7 Points Around Florida's Fight for Marijuana Legalization
A lawsuit forces Florida to advance the 2026 marijuana vote, triggering a new clash with Gov. DeSantis.
November 19, 2025

1. What triggered Florida’s move toward a recreational marijuana ballot measure?
Under legal pressure, Florida elections officials have formally advanced a proposed recreational marijuana amendment to the state’s Attorney General. This procedural step is critical because it triggers a required review by the Florida Supreme Court. The move acts as official confirmation that the campaign, "Smart & Safe Florida," has gathered the initial threshold of voter petitions needed to start the qualification process for the 2026 ballot.
2. What would this amendment actually legalize?
The proposed initiative seeks to legalize the "adult personal use of marijuana" for individuals aged 21 and older. If passed, it would allow adults to possess, purchase, and use marijuana for non-medical purposes. This follows a failed attempt in 2024, where a similar measure garnered 56% of the vote but fell short of the steep 60% supermajority required to amend the Florida Constitution.

Dataset entries
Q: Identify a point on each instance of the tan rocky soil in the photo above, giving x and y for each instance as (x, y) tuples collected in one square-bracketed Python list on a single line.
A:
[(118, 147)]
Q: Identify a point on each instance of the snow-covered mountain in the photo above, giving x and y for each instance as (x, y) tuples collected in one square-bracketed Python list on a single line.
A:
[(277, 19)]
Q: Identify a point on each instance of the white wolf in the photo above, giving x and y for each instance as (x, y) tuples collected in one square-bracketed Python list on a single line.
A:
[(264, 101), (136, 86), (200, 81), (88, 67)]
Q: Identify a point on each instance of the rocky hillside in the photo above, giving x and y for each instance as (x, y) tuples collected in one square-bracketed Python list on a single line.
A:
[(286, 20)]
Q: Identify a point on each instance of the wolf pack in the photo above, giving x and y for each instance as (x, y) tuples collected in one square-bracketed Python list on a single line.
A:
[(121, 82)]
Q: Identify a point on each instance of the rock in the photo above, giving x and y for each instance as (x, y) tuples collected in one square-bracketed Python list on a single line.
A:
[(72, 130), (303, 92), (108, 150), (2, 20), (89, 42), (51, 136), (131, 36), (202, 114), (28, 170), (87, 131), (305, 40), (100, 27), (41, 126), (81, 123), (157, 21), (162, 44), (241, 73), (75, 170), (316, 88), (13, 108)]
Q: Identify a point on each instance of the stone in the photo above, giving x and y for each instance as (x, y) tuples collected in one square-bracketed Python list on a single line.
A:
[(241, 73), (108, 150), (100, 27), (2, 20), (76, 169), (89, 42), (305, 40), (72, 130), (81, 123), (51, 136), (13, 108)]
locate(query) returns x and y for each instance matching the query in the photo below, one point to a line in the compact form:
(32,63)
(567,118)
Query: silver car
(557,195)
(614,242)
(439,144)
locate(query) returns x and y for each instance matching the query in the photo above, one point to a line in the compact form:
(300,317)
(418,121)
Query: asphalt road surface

_EXERCISE PROMPT_.
Carry the article on Florida's marijuana legalization fight forward from the point where it stops. These entries were drawn from a separate source and are unrelated to the article.

_EXERCISE RESPONSE_.
3: Didn't Florida just vote on marijuana legalization in 2024?
Yes, and Governor DeSantis aggressively fought against it. In 2024, DeSantis used state money and his political influence to successfully campaign against ballot measures to legalize adult personal use of marijuana and expand abortion rights. The marijuana measure actually got 56% support, but Florida requires 60% approval for constitutional amendments, so it failed despite majority support.
4. How has Gov. DeSantis tried to block these initiatives?
In May, DeSantis signed a law creating strict new barriers for citizen initiatives. Critics argue these changes make the process "prohibitively expensive" and nearly impossible for grassroots campaigns. The new rules include higher costs for signature gathering and stricter compliance checks. The impact is already being felt: a separate campaign to expand Medicaid recently announced it must delay its push until 2028 because of these new restrictions.
5. Why did activists have to sue Florida just to get marijuana legalization on the ballot?
The campaign behind the measure, Smart & Safe Florida, filed a complaint with the Florida Supreme Court alleging that officials in Governor Ron DeSantis' administration were improperly trying to block the initiative from reaching the 2026 ballot. Despite gathering the hundreds of thousands of voter signatures required by law, state officials weren't moving the process forward, prompting the legal action.
6. What changed after the lawsuit was filed?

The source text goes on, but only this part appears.